## GOAL OF THE EXERCISE
Find every line in the records that holds the string "query". Copy each one.

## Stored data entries
_ _ _ _ _ _ _

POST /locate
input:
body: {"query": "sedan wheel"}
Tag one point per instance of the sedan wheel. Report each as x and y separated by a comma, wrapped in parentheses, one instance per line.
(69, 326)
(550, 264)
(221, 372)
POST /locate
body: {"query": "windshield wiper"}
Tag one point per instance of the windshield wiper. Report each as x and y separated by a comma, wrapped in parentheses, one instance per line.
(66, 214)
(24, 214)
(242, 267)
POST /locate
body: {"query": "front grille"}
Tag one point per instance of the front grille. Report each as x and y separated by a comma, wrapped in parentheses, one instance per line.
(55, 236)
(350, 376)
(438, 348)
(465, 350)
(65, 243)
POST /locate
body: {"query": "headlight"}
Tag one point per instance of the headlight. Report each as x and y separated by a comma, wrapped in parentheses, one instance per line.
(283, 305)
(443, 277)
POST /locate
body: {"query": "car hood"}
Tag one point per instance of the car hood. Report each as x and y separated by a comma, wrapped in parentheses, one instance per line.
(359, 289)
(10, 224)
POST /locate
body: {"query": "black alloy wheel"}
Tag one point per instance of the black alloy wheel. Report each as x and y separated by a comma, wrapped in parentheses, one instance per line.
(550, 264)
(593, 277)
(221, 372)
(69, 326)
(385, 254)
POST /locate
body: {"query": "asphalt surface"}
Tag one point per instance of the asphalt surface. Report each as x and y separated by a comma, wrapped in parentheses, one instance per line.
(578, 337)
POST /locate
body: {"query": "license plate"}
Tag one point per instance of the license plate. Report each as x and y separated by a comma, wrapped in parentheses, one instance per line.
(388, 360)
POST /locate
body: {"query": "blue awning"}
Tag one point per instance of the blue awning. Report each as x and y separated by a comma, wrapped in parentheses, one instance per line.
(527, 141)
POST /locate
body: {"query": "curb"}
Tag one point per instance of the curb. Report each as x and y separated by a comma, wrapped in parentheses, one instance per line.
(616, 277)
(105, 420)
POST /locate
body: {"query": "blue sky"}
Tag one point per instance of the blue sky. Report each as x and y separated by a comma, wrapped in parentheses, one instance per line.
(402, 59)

_ _ _ _ _ _ _

## SOLUTION
body: {"query": "sedan wheel"}
body: {"query": "windshield wiper"}
body: {"query": "front grille"}
body: {"query": "headlight"}
body: {"query": "car hood"}
body: {"query": "black alloy wheel"}
body: {"query": "asphalt surface"}
body: {"query": "license plate"}
body: {"query": "blue awning"}
body: {"query": "curb"}
body: {"query": "blue sky"}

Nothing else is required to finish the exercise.